Mardin, ardından gelen çalışmalarında kapıyı daha da zorladı.
Literatürde sadece aşağılanmak için bahsi geçmiş Nakşilikteki proto-demokrat nüveleri, Osmanlı’daki Nakşilik merkezli isyan kültürünü, her şey padişahın iki dudağı arasında denip geçilmişken Osmanlı Zımni Sözleşmesi’nin oluşturduğu dengeyi, Yeni Osmanlıların entelektüel çabalarının kıymetini, gerici denip içinden çıkılmış İslami figürlerin ve anlayışın Türkiye’de modernleşmeye katkılarını yazmaya cesaret etti.
Cemil Meriç’in de teşvikiyle Said Nursi üzerine yazdığı kitap ise gericilikle suçlanmasına, üç kez TÜBA üyeliğinin tıpçı üyelerin itirazıyla reddedilmesine sebep oldu.
TÜBA Başkanı reddi şöyle savunmuştu: “Said-i Nursi üzerine çalıştı diye değil de, Said-i Nursi’yi fazla parlattı diye eleştirildi.”
Anlamaya tek başına kıymet verilmeyen, her anlama çabasının ancak meşrulaştırmak, yüceltmek, propaganda için olduğunun düşünüldüğü bir ülkede tehlikeli işlere girişmişti.
Herhalde o yüzden 1973’te yazdığı Merkez-Çevre makalesi ancak 1985 yılında Türkçe’de yayınlandı. Çevirinin yayınlandığı dergide genç sosyolog Ali Bayramoğlu’nun Türkiye’de ilk kez Şerif Mardin’le yapılmış röportajı da vardı.
Mardin’in Özallı yıllarda keşfedilmesi sürpriz olmasa gerek. Çevrenin merkezi zorladığı yıllardı, önyargılar yıkılıyor, katı laiklik anlayışı yumuşuyordu. Herhalde bu liberal dalganın Türkiye’yi demokratikleştirebileceği umuduyla Şerif Mardin 1994’te ikinci kez siyasete girdi ve Yeni Demokrasi Hareketi’nin kurucusu oldu.
Çevreden merkezi zorlayan dindarlar da bu yıllarda Mardin’i keşfettiler. Çünkü anlattığı onların hikayesiydi.

+ + + + + + +

Belirtilen Amaç 1 >> Şerif Mardin hakkındaki metinde “Mardin’in Özallı yıllarda keşfedilmesi” sözleriyle başlayan paragrafı, ana bilgilerini koruyarak madde madde yeniden yazın.
Belirtilen Amaç 2 >> Şerif Mardin hakkındaki metne göre, çevreden merkezi zorlayan dindarların bu yıllarda Mardin’i neden keşfettiğini bir iki cümleyle açıklayın.
Belirtilen Amaç 3 >> Şerif Mardin hakkındaki metni, son cümlesinden sonra gelecek birkaç cümleyle sürdürün.

+ + + + + + +

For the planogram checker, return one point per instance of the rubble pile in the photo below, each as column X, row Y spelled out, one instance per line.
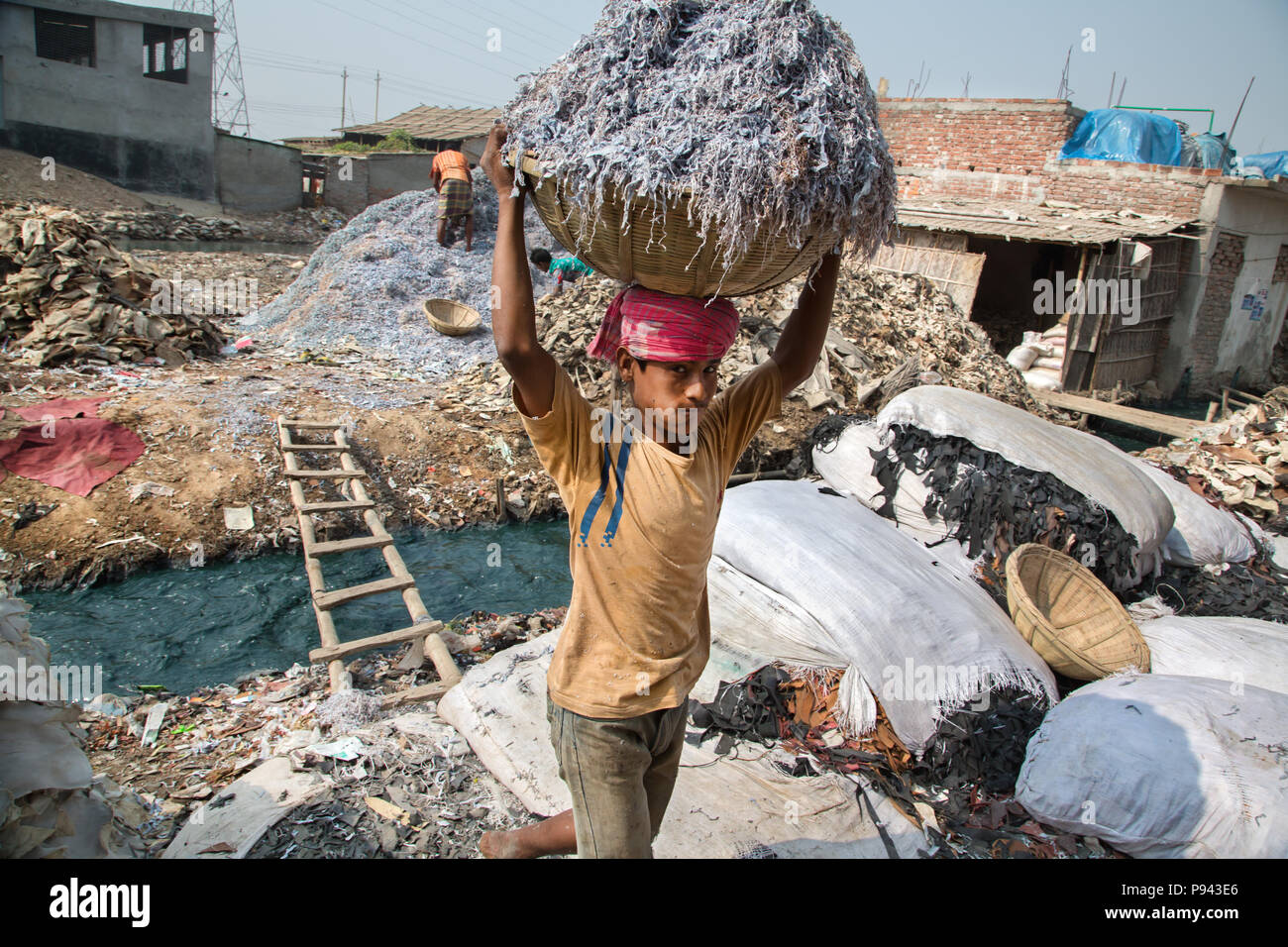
column 889, row 333
column 69, row 295
column 366, row 283
column 1241, row 462
column 160, row 224
column 52, row 804
column 907, row 330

+ + + + + + +

Görev Sonucu 1 >>
- Mardin’in Özal döneminde keşfedilmesi şaşırtıcı değildir.
- Bu yıllarda çevre merkezi zorluyor, önyargılar yıkılıyor ve katı laiklik anlayışı yumuşuyordu.
- Mardin, muhtemelen bu liberal dalganın Türkiye’yi demokratikleştirebileceği umuduyla 1994’te ikinci kez siyasete girdi ve Yeni Demokrasi Hareketi’ni kurdu.

Görev Sonucu 2 >> Dindarlar Mardin’i keşfetti, çünkü Mardin’in anlattığı hikâye onların kendi hikâyesiydi.

Görev Sonucu 3 >>
Belki kitapları çok satılmadı, herkes oturup makalelerini okumadı ama onun kendileri hakkında “iyi konuşan” biri olduğunu düşündüler. İslam’a ve Müslümanlara Türkiye tarihindeki hakkı olan yerini veren ve bunun üzerine düşünmeye ve yazmaya cesaret eden merkezdeki bir beyaz adam olarak çevredekilerin takdirini kazandı.
Tabii bu hikayeyi böyle dinlemek istemeyen merkezdekilerin de tepkisini.
Yıllar sonra çevreden merkeze doğru yürüyüşünde ortaya AK Parti çıktı.
Kemalistlerin hayal ettiği gibi “Mahallenin ethosunu okulun temsil ettiği logosa” dönüştürememiş, mahalle kendi okullarını kurup ethos-logos sentezi bir kimlik yaratmıştı.
Eşraf zenginleşmiş, girişimci, ihracatçı olmuştu. Muhafazakarların medyası ve entelektüelleri ortaya çıktı.
Çevrenin merkeze yürüyüşünde 28 Şubat, 27 Nisan, başörtüsü yasakları, kapatma davaları gibi engeller çıkmış ama sonuç itibarıyla çevredekiler merkeze gelmişti.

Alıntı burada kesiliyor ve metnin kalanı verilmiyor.